Dataset records about where objects are located:

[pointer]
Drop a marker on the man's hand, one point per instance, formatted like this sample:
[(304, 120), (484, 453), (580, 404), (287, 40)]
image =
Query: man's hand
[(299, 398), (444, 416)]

## Your task
Edit the listing above by changing "marker" to "dot", keeping everything else the same.

## Output of the task
[pointer]
Drop a dot on the man's hand, one point per instance, formatted like this sample:
[(304, 120), (484, 453), (580, 404), (287, 40)]
image =
Query: man's hand
[(299, 398), (444, 416)]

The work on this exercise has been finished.